For many older adults, aging with chronic disease, disability and frailty requires a daily Olympian effort just to survive. Exercise training inspired by Olympic regimens can allow older adults to turn back the clock on frailty, according to researchers Gareth Jones and Jennifer Jakobi, assistant professors of Human Kinetics at UBC Okanagan.
“In many ways, frailty is a natural part of aging — it’s where we end up — but we all get there at different rates, and we move through different stages of it,” says Jones. “At some point people just can’t cope with the environment around them. Our research looks at how older adults progress towards becoming frail and what interventions, specifically exercise, might prevent people from ending up there.
Older people who are active can have a better quality of life, Jones says. “Exercise is the best medicine to reduce the impact of chronic disease. If we don’t take the exercise medicine, we are more likely to become dependent longer, and become a greater burden to society.”
Jakobi and Jones are currently studying the physiological changes that occur as people transition through stages of frailty and how healthcare providers recognize it. They say it is possible to reduce the impact of frailty and transform frail seniors into active, healthy and independent persons through daily exercise training that improves fitness.
The Olympic movement’s motto Citius, Altius, Fortius can provide guidance for fitness for older adults:
• Citius (faster) — walk briskly, pick up the pace, and increase the intensity.
Currently, the majority of Canadians over age 65 live with chronic disease, almost half live with disability and the majority are inactive. More activity is important — but Jones and Jakobi advise that, at any age, for exercise to produce fitness benefits it needs to be done for a minimum of 30 minutes most days of the week, at moderate to vigorous intensity such as a brisk walk. Start with 30 minutes and progress to 60 minutes.

Listed entries –
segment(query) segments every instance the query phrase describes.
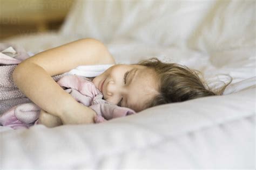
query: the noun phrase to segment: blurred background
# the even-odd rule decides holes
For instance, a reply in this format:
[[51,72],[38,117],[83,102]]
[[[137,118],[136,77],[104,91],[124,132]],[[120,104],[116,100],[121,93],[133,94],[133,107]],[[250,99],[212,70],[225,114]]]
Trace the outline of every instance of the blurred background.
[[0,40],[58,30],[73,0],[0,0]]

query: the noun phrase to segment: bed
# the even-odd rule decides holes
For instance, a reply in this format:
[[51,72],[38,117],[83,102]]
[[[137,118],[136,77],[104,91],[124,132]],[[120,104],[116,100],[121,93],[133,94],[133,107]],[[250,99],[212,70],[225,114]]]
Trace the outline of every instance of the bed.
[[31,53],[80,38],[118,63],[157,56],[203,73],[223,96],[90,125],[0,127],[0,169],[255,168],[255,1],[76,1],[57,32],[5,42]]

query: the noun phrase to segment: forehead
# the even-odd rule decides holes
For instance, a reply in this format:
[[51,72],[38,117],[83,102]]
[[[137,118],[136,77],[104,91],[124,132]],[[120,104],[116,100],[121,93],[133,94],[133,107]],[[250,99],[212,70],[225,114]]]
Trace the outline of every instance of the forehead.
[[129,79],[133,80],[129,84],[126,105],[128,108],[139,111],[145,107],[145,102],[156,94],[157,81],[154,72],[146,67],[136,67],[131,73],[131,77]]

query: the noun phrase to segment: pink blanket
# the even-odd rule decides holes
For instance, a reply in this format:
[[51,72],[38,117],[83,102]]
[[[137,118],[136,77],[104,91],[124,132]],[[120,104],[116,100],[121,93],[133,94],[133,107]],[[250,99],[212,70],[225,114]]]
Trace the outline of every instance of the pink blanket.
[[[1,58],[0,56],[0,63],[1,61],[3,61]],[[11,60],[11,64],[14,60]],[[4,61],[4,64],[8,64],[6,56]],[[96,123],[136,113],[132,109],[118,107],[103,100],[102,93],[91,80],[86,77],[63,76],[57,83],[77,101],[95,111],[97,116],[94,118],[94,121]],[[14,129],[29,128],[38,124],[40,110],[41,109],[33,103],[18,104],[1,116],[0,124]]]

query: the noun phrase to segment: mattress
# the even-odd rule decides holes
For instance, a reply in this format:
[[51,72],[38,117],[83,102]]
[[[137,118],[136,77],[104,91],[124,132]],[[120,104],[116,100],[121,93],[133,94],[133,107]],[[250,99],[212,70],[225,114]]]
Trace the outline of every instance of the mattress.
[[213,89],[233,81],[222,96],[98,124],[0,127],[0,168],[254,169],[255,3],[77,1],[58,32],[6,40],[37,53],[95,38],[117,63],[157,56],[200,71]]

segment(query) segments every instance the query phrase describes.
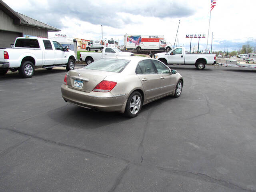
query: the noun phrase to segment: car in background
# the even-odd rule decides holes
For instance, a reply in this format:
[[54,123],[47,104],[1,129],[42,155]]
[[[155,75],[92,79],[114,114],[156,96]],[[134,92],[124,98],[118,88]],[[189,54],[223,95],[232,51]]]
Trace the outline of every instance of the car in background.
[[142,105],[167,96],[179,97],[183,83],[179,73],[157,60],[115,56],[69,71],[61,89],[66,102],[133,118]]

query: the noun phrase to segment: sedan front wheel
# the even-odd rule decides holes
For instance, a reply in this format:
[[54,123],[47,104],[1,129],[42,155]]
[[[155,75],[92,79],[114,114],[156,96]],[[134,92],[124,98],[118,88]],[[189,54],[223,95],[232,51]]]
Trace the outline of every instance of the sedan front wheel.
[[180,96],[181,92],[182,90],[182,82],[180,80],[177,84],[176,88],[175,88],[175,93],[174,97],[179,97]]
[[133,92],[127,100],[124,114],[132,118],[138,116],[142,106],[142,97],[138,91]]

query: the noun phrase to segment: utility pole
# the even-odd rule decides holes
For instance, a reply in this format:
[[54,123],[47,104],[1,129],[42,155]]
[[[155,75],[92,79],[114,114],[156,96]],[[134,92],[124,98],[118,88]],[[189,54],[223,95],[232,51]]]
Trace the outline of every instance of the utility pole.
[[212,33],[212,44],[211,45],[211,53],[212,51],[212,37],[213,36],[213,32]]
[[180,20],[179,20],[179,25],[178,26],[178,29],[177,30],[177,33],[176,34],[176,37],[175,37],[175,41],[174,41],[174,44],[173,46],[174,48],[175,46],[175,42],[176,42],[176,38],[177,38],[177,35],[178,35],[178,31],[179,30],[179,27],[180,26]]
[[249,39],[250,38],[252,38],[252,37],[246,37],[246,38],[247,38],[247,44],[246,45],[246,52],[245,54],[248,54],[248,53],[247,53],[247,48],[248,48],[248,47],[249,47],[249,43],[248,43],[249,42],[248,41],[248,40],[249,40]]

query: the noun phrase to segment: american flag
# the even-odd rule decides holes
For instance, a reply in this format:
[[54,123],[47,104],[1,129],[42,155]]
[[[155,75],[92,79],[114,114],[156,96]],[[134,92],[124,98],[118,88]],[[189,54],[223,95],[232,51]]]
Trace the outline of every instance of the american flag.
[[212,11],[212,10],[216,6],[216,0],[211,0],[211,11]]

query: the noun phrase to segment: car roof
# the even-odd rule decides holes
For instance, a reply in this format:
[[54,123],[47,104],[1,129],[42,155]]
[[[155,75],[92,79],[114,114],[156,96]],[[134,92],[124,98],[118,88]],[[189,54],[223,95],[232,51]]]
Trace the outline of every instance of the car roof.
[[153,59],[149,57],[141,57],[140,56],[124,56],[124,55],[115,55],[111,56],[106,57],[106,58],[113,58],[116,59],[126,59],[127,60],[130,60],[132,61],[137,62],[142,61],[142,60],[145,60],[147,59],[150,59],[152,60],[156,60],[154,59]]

---

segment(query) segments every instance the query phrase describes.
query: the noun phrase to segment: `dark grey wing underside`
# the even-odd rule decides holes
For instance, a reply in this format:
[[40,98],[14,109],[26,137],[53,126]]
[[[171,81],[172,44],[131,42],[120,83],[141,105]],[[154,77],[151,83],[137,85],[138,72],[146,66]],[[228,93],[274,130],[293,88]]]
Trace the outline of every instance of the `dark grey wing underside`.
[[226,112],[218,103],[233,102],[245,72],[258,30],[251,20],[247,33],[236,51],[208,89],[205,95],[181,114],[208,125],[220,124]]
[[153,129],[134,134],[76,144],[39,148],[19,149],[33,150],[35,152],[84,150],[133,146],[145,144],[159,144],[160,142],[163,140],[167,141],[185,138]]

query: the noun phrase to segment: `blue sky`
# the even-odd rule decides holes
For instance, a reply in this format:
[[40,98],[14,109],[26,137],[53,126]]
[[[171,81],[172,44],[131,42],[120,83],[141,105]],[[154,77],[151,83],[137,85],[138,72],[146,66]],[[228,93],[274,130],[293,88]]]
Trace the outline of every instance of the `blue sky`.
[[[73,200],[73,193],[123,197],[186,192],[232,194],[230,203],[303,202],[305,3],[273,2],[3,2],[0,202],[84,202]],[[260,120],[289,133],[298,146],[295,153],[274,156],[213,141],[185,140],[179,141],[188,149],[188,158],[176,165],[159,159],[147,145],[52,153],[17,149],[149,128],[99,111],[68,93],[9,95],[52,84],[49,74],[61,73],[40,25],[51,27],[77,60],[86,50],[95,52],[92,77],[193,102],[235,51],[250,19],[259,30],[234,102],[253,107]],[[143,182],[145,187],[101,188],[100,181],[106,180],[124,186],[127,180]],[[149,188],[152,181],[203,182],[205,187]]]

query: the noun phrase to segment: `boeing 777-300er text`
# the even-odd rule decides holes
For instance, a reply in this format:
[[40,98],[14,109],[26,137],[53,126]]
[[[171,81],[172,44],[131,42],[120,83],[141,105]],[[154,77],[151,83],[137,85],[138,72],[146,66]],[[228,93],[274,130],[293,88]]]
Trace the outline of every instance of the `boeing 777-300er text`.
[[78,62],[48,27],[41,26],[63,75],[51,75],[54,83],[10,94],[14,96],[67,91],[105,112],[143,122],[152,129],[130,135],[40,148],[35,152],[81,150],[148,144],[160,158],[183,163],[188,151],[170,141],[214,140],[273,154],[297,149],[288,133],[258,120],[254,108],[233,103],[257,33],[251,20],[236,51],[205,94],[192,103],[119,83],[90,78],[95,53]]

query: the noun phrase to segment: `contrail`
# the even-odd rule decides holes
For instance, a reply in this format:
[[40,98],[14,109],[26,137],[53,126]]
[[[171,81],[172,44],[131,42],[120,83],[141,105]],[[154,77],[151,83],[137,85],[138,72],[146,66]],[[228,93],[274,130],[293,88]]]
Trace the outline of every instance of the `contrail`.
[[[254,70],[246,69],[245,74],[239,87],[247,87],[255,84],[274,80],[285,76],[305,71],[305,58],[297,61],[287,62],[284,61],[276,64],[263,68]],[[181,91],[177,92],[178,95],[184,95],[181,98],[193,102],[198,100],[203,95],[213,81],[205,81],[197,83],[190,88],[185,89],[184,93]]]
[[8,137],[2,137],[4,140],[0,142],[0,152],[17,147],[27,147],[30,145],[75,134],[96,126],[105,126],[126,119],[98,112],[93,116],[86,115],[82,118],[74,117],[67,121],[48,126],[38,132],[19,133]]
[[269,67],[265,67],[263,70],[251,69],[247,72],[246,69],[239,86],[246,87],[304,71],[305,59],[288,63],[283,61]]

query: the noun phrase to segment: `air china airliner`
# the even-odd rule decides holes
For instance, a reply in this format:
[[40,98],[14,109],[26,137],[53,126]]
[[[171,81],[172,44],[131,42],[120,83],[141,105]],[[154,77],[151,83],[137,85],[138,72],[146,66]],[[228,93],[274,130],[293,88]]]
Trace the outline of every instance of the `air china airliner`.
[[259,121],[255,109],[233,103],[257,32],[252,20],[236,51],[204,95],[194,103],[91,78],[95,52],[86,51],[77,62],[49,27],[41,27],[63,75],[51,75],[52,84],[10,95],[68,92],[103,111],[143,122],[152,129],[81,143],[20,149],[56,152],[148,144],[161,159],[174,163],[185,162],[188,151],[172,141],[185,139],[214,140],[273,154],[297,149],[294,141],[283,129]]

...

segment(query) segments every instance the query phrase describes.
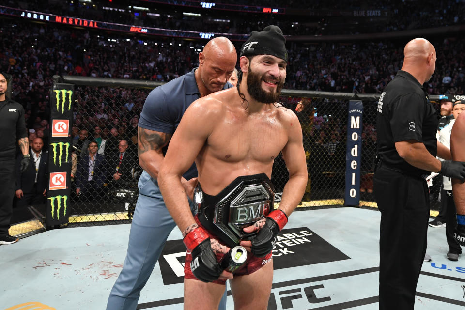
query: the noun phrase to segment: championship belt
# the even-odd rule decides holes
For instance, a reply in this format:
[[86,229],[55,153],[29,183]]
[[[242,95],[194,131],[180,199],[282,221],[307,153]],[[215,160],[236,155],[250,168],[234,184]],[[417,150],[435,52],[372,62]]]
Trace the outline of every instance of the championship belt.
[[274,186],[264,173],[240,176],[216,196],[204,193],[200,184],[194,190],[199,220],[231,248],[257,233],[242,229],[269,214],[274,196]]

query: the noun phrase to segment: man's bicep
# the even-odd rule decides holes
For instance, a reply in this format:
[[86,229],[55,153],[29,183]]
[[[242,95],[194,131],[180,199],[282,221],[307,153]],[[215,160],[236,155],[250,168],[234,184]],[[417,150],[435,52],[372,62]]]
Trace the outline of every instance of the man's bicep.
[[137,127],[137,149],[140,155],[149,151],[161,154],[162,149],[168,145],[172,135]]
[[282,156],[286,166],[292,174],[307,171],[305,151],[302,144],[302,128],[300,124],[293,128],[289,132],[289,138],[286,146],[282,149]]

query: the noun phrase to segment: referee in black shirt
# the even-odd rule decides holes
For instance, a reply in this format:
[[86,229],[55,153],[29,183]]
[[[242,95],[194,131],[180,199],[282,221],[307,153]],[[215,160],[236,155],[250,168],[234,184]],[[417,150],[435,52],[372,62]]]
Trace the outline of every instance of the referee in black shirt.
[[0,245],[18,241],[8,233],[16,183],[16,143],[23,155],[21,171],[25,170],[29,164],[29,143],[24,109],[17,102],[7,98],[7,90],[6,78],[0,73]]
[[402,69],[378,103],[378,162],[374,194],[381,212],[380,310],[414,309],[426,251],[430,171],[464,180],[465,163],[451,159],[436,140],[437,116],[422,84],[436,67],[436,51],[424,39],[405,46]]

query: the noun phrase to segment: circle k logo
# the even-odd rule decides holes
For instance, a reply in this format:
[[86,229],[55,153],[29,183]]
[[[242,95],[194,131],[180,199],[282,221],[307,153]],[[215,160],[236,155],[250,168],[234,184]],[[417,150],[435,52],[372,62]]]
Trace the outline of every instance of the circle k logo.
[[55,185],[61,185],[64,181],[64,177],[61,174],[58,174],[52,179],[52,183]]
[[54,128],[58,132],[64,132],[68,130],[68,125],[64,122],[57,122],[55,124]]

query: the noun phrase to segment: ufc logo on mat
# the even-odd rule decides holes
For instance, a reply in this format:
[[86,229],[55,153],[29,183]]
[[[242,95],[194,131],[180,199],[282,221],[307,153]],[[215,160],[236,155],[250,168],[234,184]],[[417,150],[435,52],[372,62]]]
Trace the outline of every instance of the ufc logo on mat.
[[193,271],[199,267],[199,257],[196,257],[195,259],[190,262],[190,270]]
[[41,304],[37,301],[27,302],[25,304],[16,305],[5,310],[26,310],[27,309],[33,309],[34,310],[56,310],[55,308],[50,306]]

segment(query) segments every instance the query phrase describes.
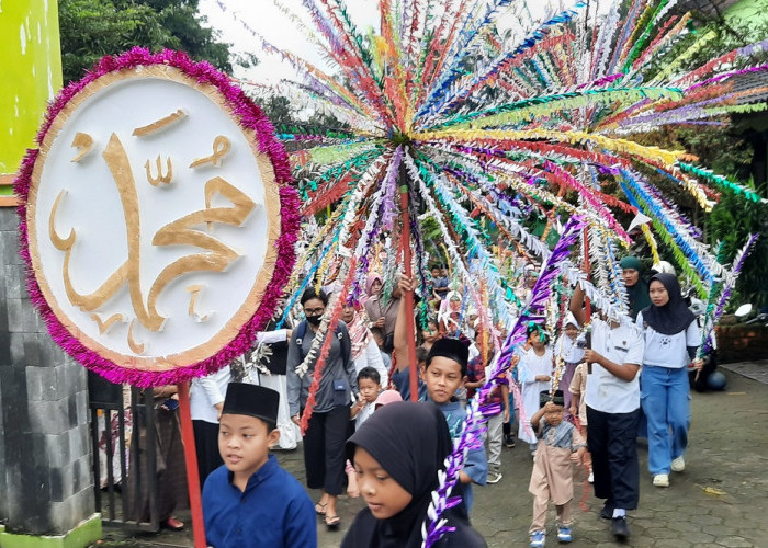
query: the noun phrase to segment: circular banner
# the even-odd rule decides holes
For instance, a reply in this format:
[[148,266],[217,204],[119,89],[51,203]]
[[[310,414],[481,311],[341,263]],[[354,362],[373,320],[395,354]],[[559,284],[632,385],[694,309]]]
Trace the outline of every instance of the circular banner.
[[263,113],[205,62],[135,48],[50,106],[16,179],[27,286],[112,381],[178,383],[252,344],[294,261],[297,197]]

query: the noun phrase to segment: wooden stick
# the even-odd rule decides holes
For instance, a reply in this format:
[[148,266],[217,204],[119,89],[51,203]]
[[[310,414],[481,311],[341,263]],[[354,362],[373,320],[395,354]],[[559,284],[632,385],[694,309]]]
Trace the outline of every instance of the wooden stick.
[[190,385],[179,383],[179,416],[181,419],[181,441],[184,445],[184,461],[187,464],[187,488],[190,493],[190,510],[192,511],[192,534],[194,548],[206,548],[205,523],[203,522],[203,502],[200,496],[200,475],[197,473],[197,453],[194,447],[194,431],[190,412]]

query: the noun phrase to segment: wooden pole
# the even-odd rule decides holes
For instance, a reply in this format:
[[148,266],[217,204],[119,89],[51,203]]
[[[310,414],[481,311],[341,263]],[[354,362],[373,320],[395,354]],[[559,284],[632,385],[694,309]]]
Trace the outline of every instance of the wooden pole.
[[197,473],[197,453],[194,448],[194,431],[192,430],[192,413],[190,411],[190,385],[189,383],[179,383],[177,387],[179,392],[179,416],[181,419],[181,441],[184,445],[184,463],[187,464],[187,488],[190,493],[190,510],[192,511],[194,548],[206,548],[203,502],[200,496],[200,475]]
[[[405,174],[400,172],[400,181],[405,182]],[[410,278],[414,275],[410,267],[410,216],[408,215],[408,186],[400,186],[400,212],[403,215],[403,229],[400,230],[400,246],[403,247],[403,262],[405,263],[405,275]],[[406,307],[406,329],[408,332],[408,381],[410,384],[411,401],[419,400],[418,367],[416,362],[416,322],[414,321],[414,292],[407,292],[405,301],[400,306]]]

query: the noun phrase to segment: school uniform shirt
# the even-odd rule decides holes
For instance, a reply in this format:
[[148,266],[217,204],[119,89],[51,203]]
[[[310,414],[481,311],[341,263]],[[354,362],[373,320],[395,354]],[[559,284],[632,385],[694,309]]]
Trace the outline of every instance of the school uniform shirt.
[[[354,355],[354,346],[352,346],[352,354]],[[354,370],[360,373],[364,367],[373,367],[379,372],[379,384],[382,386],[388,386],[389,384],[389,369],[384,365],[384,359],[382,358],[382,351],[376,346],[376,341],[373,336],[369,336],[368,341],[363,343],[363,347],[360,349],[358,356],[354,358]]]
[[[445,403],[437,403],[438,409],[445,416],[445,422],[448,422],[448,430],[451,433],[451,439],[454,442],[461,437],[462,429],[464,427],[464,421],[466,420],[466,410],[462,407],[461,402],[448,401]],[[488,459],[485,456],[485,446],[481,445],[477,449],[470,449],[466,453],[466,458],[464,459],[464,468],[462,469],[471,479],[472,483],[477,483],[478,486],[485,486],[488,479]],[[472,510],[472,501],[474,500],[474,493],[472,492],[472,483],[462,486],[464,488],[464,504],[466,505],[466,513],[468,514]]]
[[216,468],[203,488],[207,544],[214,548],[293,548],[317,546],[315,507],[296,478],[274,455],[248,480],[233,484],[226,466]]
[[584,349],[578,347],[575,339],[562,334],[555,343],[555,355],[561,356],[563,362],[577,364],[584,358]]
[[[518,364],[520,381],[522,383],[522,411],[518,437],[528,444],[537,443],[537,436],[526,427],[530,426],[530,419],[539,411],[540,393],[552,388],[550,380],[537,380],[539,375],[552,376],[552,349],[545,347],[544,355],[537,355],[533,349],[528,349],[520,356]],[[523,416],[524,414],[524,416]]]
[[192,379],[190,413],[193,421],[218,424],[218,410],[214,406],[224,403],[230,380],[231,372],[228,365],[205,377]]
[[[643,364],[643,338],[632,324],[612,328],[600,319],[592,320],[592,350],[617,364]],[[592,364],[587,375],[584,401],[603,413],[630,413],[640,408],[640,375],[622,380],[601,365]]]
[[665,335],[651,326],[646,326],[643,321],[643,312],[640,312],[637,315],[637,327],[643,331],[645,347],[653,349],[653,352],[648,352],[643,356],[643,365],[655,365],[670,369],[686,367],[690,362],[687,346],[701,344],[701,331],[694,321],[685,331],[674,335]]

Task set –
(A) Answer these questions from the passage on exercise and frailty:
(i) What position do Gareth Jones and Jennifer Jakobi hold?
(ii) What does Jones call the best medicine to reduce the impact of chronic disease?
(iii) What minimum time per session, and how often, do Jones and Jakobi say exercise needs for fitness benefits?
(B) From the passage on exercise and frailty, quote the stretch from "Jakobi and Jones" through "increase the intensity.".

Outputs for the tasks –
(A)
(i) They are assistant professors of Human Kinetics at UBC Okanagan.
(ii) Exercise.
(iii) At least 30 minutes, on most days of the week.

(B)
Jakobi and Jones are currently studying the physiological changes that occur as people transition through stages of frailty and how healthcare providers recognize it. They say it is possible to reduce the impact of frailty and transform frail seniors into active, healthy and independent persons through daily exercise training that improves fitness.
The Olympic movement’s motto Citius, Altius, Fortius can provide guidance for fitness for older adults:
• Citius (faster) — walk briskly, pick up the pace, and increase the intensity.